Work order » Every single entry below should be reproduced verbatim.

Dataset excerpts »
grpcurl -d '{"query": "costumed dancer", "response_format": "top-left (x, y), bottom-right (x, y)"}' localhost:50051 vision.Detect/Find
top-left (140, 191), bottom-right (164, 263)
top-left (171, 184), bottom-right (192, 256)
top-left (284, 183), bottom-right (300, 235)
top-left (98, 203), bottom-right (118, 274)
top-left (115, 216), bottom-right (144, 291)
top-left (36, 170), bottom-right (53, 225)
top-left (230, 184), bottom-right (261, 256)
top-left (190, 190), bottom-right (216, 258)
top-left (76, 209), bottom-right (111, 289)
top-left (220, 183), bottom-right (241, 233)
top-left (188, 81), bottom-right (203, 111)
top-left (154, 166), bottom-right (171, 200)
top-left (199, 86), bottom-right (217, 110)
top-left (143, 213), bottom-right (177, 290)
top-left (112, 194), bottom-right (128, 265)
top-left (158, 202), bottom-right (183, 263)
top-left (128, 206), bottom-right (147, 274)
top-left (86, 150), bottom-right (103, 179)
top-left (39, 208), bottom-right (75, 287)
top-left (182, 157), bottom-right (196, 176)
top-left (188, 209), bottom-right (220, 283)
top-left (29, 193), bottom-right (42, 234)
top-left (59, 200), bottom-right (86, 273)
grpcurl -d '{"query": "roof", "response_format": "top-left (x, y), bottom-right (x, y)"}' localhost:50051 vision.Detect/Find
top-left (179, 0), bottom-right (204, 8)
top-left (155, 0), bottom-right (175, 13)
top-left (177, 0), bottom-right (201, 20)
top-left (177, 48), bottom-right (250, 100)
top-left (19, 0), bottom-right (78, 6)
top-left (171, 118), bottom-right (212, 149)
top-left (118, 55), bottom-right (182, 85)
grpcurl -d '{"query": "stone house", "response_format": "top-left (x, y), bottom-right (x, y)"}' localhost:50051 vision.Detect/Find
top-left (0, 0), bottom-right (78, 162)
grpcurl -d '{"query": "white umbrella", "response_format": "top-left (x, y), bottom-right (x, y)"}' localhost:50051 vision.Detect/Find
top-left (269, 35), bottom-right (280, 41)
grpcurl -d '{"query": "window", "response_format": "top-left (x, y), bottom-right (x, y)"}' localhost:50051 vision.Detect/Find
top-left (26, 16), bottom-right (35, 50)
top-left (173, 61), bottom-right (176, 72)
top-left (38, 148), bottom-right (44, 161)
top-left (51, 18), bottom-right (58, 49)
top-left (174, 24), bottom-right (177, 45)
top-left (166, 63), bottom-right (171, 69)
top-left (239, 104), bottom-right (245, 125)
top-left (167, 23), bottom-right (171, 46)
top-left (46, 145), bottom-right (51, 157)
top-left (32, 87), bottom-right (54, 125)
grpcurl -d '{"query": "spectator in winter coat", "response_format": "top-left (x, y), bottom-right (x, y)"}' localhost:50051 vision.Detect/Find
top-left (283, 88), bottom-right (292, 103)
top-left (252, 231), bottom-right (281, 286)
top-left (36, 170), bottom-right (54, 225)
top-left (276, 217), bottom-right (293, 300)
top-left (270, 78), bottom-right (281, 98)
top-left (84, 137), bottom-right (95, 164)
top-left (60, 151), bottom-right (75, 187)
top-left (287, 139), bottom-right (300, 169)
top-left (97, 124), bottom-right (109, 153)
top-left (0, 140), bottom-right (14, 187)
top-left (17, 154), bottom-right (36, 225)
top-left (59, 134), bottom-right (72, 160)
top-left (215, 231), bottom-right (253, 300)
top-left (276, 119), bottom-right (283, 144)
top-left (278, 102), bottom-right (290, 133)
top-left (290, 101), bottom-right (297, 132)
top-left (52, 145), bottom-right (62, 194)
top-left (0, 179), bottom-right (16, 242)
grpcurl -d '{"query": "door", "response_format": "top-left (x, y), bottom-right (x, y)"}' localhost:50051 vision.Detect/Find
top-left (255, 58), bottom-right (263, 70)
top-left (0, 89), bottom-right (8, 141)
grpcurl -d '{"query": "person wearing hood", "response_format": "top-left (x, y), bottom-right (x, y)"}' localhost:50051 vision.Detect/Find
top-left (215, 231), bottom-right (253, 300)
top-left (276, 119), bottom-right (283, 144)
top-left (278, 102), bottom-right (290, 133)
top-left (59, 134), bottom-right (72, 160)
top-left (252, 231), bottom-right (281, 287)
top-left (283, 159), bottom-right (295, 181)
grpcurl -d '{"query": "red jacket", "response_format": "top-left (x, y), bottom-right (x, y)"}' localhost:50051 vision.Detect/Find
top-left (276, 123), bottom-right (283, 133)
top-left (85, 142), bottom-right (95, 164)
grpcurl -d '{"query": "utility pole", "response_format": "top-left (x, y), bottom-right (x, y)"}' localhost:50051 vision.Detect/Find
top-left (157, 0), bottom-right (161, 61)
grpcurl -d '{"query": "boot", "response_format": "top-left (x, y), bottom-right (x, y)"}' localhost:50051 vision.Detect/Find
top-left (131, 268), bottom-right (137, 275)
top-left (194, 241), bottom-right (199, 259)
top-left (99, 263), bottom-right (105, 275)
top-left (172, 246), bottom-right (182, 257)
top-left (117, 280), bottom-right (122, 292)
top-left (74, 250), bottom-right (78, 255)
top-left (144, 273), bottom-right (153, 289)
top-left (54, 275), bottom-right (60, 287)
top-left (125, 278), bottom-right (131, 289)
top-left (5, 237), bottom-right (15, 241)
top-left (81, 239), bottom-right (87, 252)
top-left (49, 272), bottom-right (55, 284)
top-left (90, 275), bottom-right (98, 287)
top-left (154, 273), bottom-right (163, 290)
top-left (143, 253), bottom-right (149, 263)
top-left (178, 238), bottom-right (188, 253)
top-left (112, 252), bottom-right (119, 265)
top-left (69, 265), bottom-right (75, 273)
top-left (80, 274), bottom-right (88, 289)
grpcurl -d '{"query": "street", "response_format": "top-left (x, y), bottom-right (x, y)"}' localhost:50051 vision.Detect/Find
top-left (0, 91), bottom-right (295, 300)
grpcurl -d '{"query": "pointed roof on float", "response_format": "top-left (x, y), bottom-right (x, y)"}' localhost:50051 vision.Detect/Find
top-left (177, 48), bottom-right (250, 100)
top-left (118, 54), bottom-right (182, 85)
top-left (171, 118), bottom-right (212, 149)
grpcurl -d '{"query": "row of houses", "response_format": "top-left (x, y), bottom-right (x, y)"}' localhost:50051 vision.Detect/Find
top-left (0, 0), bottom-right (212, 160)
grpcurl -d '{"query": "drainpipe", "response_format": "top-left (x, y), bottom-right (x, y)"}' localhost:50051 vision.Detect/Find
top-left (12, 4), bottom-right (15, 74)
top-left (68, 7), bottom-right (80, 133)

Exercise response »
grpcurl -d '{"query": "costumed dancer", "response_format": "top-left (x, y), bottom-right (x, y)"}' localhost:50051 vision.Detect/Find
top-left (140, 191), bottom-right (164, 263)
top-left (171, 184), bottom-right (192, 256)
top-left (284, 183), bottom-right (300, 235)
top-left (98, 203), bottom-right (118, 274)
top-left (115, 216), bottom-right (144, 291)
top-left (36, 170), bottom-right (53, 225)
top-left (230, 184), bottom-right (261, 256)
top-left (190, 190), bottom-right (216, 258)
top-left (76, 209), bottom-right (111, 289)
top-left (220, 183), bottom-right (241, 233)
top-left (188, 81), bottom-right (203, 111)
top-left (154, 166), bottom-right (171, 200)
top-left (199, 86), bottom-right (217, 110)
top-left (143, 213), bottom-right (177, 290)
top-left (112, 194), bottom-right (128, 265)
top-left (158, 202), bottom-right (183, 263)
top-left (128, 206), bottom-right (147, 274)
top-left (86, 150), bottom-right (103, 179)
top-left (39, 208), bottom-right (75, 287)
top-left (182, 157), bottom-right (196, 176)
top-left (188, 209), bottom-right (220, 283)
top-left (29, 193), bottom-right (42, 234)
top-left (59, 200), bottom-right (86, 273)
grpcurl -d '{"query": "roof", "response_format": "top-left (x, y), bottom-right (x, y)"}' localhost:50051 vision.Detect/Find
top-left (179, 0), bottom-right (204, 8)
top-left (155, 0), bottom-right (175, 13)
top-left (177, 0), bottom-right (201, 20)
top-left (177, 48), bottom-right (250, 100)
top-left (19, 0), bottom-right (78, 6)
top-left (171, 118), bottom-right (212, 149)
top-left (118, 55), bottom-right (182, 85)
grpcurl -d '{"query": "stone house", "response_format": "top-left (x, y), bottom-right (x, y)"}' localhost:50051 vision.Detect/Find
top-left (0, 0), bottom-right (78, 162)
grpcurl -d '{"query": "white umbrella", "response_format": "top-left (x, y), bottom-right (x, y)"}' localhost:50051 vision.Detect/Find
top-left (269, 35), bottom-right (280, 41)
grpcurl -d '{"query": "window", "response_format": "top-left (x, y), bottom-right (x, y)"}' localhost:50051 vision.Detect/Find
top-left (26, 16), bottom-right (35, 50)
top-left (173, 61), bottom-right (176, 72)
top-left (38, 148), bottom-right (44, 161)
top-left (51, 18), bottom-right (58, 49)
top-left (174, 24), bottom-right (177, 45)
top-left (166, 63), bottom-right (171, 69)
top-left (239, 104), bottom-right (245, 125)
top-left (167, 23), bottom-right (171, 46)
top-left (46, 145), bottom-right (51, 157)
top-left (32, 87), bottom-right (54, 125)
grpcurl -d '{"query": "spectator in winter coat", "response_format": "top-left (x, y), bottom-right (x, y)"}' localhost:50051 vision.Detect/Find
top-left (283, 88), bottom-right (292, 103)
top-left (252, 231), bottom-right (281, 286)
top-left (36, 170), bottom-right (54, 225)
top-left (276, 217), bottom-right (293, 300)
top-left (270, 78), bottom-right (281, 98)
top-left (84, 137), bottom-right (95, 164)
top-left (60, 151), bottom-right (75, 187)
top-left (287, 139), bottom-right (300, 169)
top-left (97, 124), bottom-right (109, 153)
top-left (0, 140), bottom-right (14, 187)
top-left (17, 154), bottom-right (36, 225)
top-left (59, 134), bottom-right (72, 160)
top-left (215, 231), bottom-right (253, 300)
top-left (276, 119), bottom-right (283, 144)
top-left (278, 102), bottom-right (290, 133)
top-left (290, 101), bottom-right (297, 132)
top-left (52, 145), bottom-right (62, 194)
top-left (0, 179), bottom-right (16, 242)
grpcurl -d '{"query": "door", "response_format": "top-left (x, y), bottom-right (x, y)"}' localhost:50051 vision.Detect/Find
top-left (255, 58), bottom-right (263, 70)
top-left (0, 89), bottom-right (8, 141)
grpcurl -d '{"query": "person wearing hood", "response_format": "top-left (x, y), bottom-right (x, y)"}' localhost:50051 vision.Detect/Find
top-left (215, 231), bottom-right (253, 300)
top-left (276, 119), bottom-right (283, 144)
top-left (278, 102), bottom-right (290, 133)
top-left (59, 134), bottom-right (72, 160)
top-left (252, 231), bottom-right (281, 287)
top-left (283, 159), bottom-right (295, 181)
grpcurl -d '{"query": "red jacket", "response_format": "top-left (x, y), bottom-right (x, y)"}' localhost:50051 vision.Detect/Find
top-left (276, 123), bottom-right (283, 133)
top-left (85, 142), bottom-right (95, 164)
grpcurl -d '{"query": "utility pole", "response_format": "top-left (x, y), bottom-right (x, y)"}' localhost:50051 vision.Detect/Find
top-left (157, 0), bottom-right (161, 61)
grpcurl -d '{"query": "boot", "response_format": "top-left (x, y), bottom-right (x, y)"}' localhost:50051 vision.Detect/Find
top-left (131, 268), bottom-right (137, 275)
top-left (194, 241), bottom-right (199, 259)
top-left (99, 263), bottom-right (105, 275)
top-left (172, 246), bottom-right (182, 257)
top-left (117, 280), bottom-right (122, 292)
top-left (74, 250), bottom-right (78, 255)
top-left (144, 273), bottom-right (153, 289)
top-left (54, 275), bottom-right (60, 287)
top-left (125, 278), bottom-right (131, 289)
top-left (5, 237), bottom-right (15, 241)
top-left (81, 239), bottom-right (87, 252)
top-left (49, 272), bottom-right (55, 284)
top-left (90, 275), bottom-right (98, 287)
top-left (154, 273), bottom-right (163, 290)
top-left (143, 253), bottom-right (149, 263)
top-left (178, 238), bottom-right (188, 253)
top-left (112, 252), bottom-right (119, 265)
top-left (69, 265), bottom-right (75, 273)
top-left (80, 274), bottom-right (88, 289)
grpcurl -d '{"query": "street", "response_format": "top-left (x, y), bottom-right (x, y)"}' localhost:50051 vision.Detect/Find
top-left (0, 91), bottom-right (295, 300)
grpcurl -d '{"query": "pointed roof on float", "response_format": "top-left (x, y), bottom-right (x, y)"}' localhost:50051 vision.Detect/Find
top-left (177, 48), bottom-right (250, 100)
top-left (118, 54), bottom-right (182, 85)
top-left (171, 118), bottom-right (212, 149)
grpcurl -d '{"query": "row of houses", "response_format": "top-left (x, y), bottom-right (x, y)"}' localhost:50051 vision.Detect/Find
top-left (0, 0), bottom-right (212, 160)
grpcurl -d '{"query": "drainpipe", "response_format": "top-left (x, y), bottom-right (x, y)"}' localhost:50051 vision.Detect/Find
top-left (12, 4), bottom-right (15, 74)
top-left (68, 7), bottom-right (80, 133)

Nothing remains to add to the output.